**AVAILABLE DATA:**

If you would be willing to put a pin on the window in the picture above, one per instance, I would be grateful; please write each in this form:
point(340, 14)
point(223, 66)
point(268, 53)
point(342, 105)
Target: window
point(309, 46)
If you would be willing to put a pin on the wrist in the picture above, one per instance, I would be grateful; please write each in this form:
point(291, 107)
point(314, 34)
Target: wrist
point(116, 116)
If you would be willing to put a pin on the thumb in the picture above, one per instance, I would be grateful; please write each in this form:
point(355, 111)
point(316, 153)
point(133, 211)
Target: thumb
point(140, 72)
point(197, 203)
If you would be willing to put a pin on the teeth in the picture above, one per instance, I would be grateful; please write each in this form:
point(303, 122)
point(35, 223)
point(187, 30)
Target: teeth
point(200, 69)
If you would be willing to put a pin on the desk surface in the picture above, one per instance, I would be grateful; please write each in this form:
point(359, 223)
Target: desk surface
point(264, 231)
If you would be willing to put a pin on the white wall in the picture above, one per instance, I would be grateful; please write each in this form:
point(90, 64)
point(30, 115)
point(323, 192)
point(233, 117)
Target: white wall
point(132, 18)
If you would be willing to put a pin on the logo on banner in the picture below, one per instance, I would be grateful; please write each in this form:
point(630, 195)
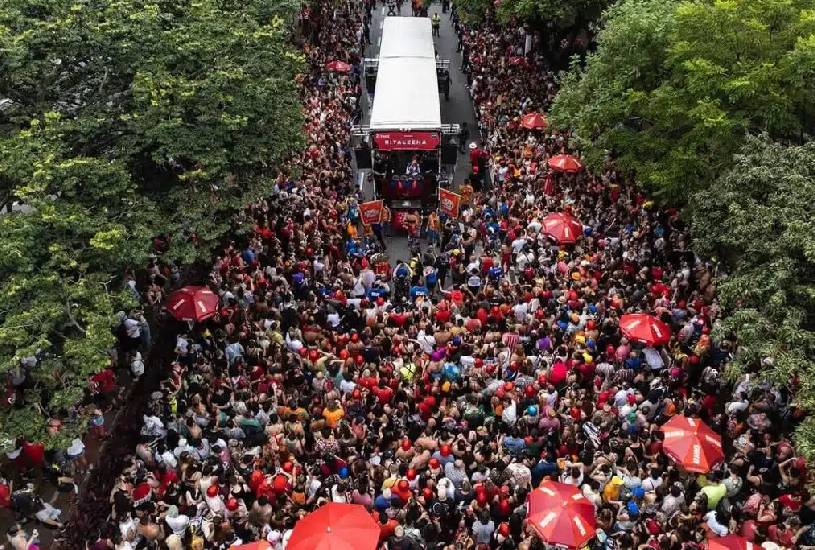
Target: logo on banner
point(371, 212)
point(407, 141)
point(449, 202)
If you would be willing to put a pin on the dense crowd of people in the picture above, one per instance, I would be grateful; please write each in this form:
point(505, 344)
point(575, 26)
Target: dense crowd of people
point(440, 403)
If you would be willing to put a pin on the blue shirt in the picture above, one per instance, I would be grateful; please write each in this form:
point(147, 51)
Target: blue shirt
point(417, 291)
point(515, 445)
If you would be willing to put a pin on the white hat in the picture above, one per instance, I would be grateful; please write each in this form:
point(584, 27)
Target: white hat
point(76, 448)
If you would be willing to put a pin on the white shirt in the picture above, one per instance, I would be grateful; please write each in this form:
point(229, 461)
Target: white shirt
point(132, 328)
point(653, 358)
point(520, 311)
point(178, 524)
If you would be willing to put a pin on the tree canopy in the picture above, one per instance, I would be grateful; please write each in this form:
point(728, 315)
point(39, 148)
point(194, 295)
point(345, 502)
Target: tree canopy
point(758, 218)
point(674, 87)
point(127, 119)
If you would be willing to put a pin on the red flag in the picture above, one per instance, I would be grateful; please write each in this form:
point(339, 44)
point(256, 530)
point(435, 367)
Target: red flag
point(449, 202)
point(371, 212)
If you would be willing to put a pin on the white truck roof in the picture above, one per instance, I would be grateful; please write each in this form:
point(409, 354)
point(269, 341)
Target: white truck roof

**BRIEF:**
The answer consists of the line holding "point(409, 354)" and every line after it up to the end of the records, word for word.

**OUTPUT:**
point(409, 354)
point(269, 341)
Target: white truck roof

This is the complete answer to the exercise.